======== Materiał do zadania ========

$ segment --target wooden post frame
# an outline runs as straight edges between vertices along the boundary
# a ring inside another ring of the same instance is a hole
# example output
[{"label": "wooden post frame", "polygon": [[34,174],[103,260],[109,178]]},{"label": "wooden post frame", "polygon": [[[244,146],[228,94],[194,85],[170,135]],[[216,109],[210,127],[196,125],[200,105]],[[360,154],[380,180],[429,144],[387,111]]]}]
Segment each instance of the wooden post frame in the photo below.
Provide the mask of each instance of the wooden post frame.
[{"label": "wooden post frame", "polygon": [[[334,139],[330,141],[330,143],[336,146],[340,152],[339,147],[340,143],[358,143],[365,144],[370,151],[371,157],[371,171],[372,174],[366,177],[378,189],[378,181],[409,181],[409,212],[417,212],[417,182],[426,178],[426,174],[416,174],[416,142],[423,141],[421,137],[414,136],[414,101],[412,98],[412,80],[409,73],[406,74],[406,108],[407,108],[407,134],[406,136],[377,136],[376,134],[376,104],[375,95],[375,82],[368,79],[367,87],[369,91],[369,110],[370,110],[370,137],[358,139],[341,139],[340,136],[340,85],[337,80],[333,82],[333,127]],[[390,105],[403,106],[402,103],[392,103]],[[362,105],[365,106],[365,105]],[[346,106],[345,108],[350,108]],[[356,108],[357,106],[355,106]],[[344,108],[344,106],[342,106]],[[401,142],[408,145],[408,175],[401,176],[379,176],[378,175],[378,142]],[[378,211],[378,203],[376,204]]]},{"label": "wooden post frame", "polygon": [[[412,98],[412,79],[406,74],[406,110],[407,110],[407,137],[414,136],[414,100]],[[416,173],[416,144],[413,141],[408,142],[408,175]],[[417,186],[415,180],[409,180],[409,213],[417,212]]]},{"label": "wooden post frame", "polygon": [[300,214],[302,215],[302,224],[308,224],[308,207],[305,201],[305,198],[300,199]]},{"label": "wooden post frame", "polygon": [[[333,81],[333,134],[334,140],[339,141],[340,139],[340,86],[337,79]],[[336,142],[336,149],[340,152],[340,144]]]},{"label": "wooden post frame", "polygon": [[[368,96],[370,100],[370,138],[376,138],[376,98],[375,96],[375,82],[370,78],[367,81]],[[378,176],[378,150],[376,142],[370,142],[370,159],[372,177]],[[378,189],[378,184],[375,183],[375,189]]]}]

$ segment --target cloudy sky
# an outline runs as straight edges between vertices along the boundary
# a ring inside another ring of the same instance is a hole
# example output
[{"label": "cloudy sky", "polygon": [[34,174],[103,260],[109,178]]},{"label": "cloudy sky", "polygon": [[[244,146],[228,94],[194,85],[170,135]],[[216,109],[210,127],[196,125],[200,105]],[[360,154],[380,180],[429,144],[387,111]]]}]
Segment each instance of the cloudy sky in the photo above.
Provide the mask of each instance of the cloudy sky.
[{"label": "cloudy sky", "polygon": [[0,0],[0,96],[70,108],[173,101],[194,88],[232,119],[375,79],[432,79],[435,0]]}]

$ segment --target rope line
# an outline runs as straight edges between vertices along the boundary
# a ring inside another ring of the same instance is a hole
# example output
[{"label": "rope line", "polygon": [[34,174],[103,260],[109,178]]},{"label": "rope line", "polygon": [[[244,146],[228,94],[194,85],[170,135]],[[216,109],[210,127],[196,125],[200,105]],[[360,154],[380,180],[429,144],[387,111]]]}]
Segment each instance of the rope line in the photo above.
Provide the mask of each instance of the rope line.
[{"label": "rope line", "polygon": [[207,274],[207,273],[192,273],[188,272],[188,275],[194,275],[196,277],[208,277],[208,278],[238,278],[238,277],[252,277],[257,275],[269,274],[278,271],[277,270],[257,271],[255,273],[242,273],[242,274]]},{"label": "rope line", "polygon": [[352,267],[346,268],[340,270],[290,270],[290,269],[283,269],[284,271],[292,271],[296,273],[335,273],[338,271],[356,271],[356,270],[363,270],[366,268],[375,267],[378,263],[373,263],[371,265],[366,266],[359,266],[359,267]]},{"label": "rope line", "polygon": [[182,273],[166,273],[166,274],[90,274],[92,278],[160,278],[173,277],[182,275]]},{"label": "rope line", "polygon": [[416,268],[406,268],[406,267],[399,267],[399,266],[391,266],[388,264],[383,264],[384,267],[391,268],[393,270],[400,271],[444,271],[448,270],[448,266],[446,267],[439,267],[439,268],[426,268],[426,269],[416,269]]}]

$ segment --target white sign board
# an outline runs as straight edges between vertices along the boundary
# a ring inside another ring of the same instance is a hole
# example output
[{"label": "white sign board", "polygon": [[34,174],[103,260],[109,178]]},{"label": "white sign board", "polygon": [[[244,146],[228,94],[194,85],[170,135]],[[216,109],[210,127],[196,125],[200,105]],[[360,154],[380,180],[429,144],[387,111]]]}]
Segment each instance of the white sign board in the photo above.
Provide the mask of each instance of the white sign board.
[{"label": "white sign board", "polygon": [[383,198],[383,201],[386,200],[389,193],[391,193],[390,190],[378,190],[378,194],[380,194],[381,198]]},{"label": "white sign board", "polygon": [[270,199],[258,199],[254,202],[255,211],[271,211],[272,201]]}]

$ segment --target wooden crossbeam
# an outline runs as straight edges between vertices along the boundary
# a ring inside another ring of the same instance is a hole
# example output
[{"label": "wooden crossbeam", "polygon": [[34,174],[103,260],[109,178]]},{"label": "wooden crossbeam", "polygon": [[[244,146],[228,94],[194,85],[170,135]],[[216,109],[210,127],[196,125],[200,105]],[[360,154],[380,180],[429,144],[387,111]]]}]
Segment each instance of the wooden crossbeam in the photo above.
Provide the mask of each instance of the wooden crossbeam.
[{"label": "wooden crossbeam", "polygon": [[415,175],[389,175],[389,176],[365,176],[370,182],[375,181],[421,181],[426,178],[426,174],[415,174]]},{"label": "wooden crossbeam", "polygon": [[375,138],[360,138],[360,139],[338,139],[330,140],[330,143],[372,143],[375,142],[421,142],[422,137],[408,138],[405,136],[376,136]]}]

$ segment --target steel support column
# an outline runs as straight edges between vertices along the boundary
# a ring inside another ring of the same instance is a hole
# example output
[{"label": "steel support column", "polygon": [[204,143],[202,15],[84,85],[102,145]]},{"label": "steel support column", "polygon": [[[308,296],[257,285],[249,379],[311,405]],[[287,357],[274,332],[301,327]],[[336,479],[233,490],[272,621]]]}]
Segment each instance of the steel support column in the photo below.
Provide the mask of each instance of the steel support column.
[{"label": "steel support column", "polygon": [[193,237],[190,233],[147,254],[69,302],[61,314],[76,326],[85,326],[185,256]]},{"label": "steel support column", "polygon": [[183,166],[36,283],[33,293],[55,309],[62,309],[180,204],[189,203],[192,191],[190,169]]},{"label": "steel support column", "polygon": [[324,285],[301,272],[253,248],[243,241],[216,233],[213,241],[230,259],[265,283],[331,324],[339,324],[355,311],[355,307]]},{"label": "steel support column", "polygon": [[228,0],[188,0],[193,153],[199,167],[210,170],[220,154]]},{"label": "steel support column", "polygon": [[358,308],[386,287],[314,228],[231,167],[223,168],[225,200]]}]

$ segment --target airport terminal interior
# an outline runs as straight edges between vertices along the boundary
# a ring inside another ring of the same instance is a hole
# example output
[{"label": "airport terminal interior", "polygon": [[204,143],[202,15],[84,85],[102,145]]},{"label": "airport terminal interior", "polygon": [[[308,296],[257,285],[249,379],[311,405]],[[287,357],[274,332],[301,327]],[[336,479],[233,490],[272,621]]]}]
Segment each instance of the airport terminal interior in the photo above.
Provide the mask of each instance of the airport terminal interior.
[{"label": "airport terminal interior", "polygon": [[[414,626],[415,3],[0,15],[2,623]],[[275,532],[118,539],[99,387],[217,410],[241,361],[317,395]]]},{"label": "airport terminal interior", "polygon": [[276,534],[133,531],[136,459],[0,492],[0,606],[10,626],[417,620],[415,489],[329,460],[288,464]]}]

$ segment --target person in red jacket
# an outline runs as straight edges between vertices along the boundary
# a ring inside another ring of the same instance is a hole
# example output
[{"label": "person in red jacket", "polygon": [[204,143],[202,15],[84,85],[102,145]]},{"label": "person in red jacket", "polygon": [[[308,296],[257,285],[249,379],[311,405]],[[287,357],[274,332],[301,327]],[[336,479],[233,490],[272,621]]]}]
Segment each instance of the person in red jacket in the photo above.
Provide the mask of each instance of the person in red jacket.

========

» Zadanie:
Podaj samą liczbę wierszy powyższych danych, w których występuje ciąg „column”. Wielkość liter ma znaczenie.

» Rozwiązanie:
5